Sur ce pavillon, qui convoque le meilleur de l’ingénierie culturelle française, la BNF présentera quelques-uns de ses services. L’Imec proposera une exposition sur l’histoire de l’édition française (commissaire : Pascal Fouché). Et l’espace Books on France, un projet de la Foire de Francfort, rassemblera une sélection de livres internationaux qui parlent de la France. M. P.

Une sélection de rendez-vous pro

Mardi 10 octobre,18 h 30-20 h, en présence d’Emmanuel Macron, président de la République, inauguration du pavillon d’honneur Francfort en français, forum niveau 1.

Les 11, 12, 13 octobre, 9 h 30-11 h, forum Apostroph(e) : petits-déjeuners thématiques de l’Institut français, sur réservation.

Mercredi 11 octobre, 12 h-12 h 45, grande scène : annonce de la 2e sélection du prix Goncourt par Bernard Pivot, entouré de tous les autres jurés.

14 h-15 h, Business Club, halle 4.0 : CEO Talk organisé par six magazines et sites professionnels, dont Livres Hebdo, sur les stratégies des éditeurs. Avec Guillaume Dervieux, vice-président d’Albin Michel, et Carolyn Reidy, P-DG du groupe américain Simon & Schuster. Gratuit, sur inscription.

16 h 45-17 h 30, grande scène : remise du prix Franz-Hessel par Françoise Nyssen, ministre de la Culture, à deux jeunes auteurs, l’un allemand, l’autre français, qui voient leur ouvrage traduit dans l’autre langue.

Jeudi 12 octobre,9 h-11 h, grande scène : "Quel avenir pour le marché du livre francophone ?", une table ronde à l’initiative du Bief, de l’OIF et du CNL, en présence de 20 éditeurs d’Afrique et d’Haïti qui présentent sur un espace dédié une sélection de titres.

12 h 15-13 h 15, grande scène : table ronde de la BNF sur les archives du Web comme observatoire des innovations éditoriales.

Vendredi 13 octobre, 9 h-10 h, halle 4.0 : Business breakfast autour des festivals littéraires, avec Thomas-Louis Côté, directeur du festival de la BD francophone de Québec.

11 h-13 h, halle 6.2 : onze start-up françaises et allemandes en compétition pour le meilleur pitch de projet.

17 h 30-18 h 30, grande scène : huit start-up françaises de l’édition proposent leurs projets innovants.

Données extraites
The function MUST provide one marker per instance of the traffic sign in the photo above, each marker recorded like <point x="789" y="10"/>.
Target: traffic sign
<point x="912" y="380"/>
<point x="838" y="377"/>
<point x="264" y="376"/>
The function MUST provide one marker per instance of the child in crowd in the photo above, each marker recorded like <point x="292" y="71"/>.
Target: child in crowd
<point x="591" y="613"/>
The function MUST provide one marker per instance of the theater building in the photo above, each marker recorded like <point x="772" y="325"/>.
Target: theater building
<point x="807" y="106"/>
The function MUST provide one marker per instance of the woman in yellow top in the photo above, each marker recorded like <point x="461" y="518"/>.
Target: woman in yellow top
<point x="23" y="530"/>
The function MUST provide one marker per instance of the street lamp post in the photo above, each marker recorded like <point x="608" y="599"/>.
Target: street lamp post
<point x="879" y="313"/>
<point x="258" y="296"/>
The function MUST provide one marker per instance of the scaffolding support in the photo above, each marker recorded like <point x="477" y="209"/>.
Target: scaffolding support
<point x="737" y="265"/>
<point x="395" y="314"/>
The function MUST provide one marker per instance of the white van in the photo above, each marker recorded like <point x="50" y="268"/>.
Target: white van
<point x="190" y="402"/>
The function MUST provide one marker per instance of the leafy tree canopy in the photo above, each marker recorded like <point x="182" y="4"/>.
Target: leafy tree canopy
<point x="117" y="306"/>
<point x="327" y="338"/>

Consignes
1. Dressez la liste de toutes les personnes que l'extrait désigne par leur prénom et leur nom, dans l'ordre où elles apparaissent.
2. Recopiez le passage de l'extrait qui commence aux mots "Les 11, 12, 13" et s'arrête après "dans l’autre langue.".

Vos réponses
1.
Pascal Fouché
Emmanuel Macron
Bernard Pivot
Guillaume Dervieux
Carolyn Reidy
Françoise Nyssen
Thomas-Louis Côté

2.
Les 11, 12, 13 octobre, 9 h 30-11 h, forum Apostroph(e) : petits-déjeuners thématiques de l’Institut français, sur réservation.

Mercredi 11 octobre, 12 h-12 h 45, grande scène : annonce de la 2e sélection du prix Goncourt par Bernard Pivot, entouré de tous les autres jurés.

14 h-15 h, Business Club, halle 4.0 : CEO Talk organisé par six magazines et sites professionnels, dont Livres Hebdo, sur les stratégies des éditeurs. Avec Guillaume Dervieux, vice-président d’Albin Michel, et Carolyn Reidy, P-DG du groupe américain Simon & Schuster. Gratuit, sur inscription.

16 h 45-17 h 30, grande scène : remise du prix Franz-Hessel par Françoise Nyssen, ministre de la Culture, à deux jeunes auteurs, l’un allemand, l’autre français, qui voient leur ouvrage traduit dans l’autre langue.